Please write out the LAS post below again, starting with "A second consideration" and going on through "(trees, tiling, ….).", swapping "transport format" for "delivery format".

## BEGIN DOCUMENT TEXT

Incident angle is incredibly valuable and is used for a variety of functions. One of the use cases for us is ray tracing to coincidently acquired high resolution images. This requires a resolution of each component of around 24 bits. The more common use is for visualization of the point cloud (for example, which points on a road sign to display based on eye point). This use case could probably work fine with 6 to 8 bits of resolution.
For numbers normalized on the span -1.0 to 1.0 that have relatively uniform distribution and required resolutions in the 16 to 32 bit range, “Float” is the ideal structure (not to mention it is now the ubiquitous data type in hardware renderers). So float/doubles are not necessarily bad words (Note that if you normalize a project to -1.0 --> 1.0, double can have some advantages as the representation and hence its inclusion in the proposed LAS 2.0 standard). I think most folks are aware of the logarithmic loss of resolution in these data types when you move out beyond the base range so we would not use them in denormalized work (in my data sample of extra byes from a DLS application, Range is a float but this is actually a hardware value from the sensor whose original data type is float).
However, my point really isn’t about the ideal data types for storage in LAS. It is really about how we often view components of LAS from the narrow perspective of the use cases with which we deal – e.g. Martin’s assumption of the ALS use case in our discussion. We all tend to do this so we just need to be aware.
Of course, when we deal with augmentation such as we do through Extra Bytes, we do not necessarily have to please everyone! But if a data tuple has high value in more than one domain, we should probably give a lot of thought to those other domains (as is the case for Incident unit vector).
A second consideration of LAS is the following:
LAS was initially intended as a transport format (I know because I was a member of the initial design effort of LAS – prior to it being handing to ASPRS). At that time, Terrasolid had worked with Earth Data to design the Earth Data Binary (EBN) format and tended to use it internally. Army Corps was using a precursor of LAS from Enerquest. Optech had yet another format (though Optech was not part of the original LAS consortium – they came in a bit later). So LAS was an effort to have a neutral exchange format. None of us considered LAS an exploitation format (that is, a format we would use internally in a software application) – if we had, we never would have released anything since everyone would have radically different ideas of what goes into an exploitation format (trees, tiling, ….).

## END DOCUMENT TEXT
## BEGIN ENTRIES

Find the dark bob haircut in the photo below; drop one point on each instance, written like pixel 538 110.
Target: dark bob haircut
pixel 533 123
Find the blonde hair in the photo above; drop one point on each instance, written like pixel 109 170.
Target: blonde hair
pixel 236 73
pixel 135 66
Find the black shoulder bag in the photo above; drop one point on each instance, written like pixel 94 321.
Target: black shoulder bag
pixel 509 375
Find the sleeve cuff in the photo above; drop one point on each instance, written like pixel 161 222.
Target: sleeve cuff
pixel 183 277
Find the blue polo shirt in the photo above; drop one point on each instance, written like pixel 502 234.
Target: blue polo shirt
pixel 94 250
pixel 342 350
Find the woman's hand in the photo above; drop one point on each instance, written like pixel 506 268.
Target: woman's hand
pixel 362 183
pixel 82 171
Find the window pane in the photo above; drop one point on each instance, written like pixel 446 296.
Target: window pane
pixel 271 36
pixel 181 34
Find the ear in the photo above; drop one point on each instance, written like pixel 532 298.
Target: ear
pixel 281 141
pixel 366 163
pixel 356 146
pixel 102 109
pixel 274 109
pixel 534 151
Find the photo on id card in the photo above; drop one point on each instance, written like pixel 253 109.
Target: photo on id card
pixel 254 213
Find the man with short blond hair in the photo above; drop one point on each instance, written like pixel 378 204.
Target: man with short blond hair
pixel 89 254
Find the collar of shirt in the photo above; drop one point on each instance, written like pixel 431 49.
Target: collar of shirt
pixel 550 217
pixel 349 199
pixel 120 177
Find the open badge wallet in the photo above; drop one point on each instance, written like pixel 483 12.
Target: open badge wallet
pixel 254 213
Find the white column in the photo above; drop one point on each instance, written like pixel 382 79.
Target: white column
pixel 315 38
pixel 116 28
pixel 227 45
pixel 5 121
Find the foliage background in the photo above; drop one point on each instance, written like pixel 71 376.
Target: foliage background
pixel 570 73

## END ENTRIES

> **SOLUTION BELOW**:
A second consideration of LAS is the following:
LAS was initially intended as a delivery format (I know because I was a member of the initial design effort of LAS – prior to it being handing to ASPRS). At that time, Terrasolid had worked with Earth Data to design the Earth Data Binary (EBN) format and tended to use it internally. Army Corps was using a precursor of LAS from Enerquest. Optech had yet another format (though Optech was not part of the original LAS consortium – they came in a bit later). So LAS was an effort to have a neutral exchange format. None of us considered LAS an exploitation format (that is, a format we would use internally in a software application) – if we had, we never would have released anything since everyone would have radically different ideas of what goes into an exploitation format (trees, tiling, ….).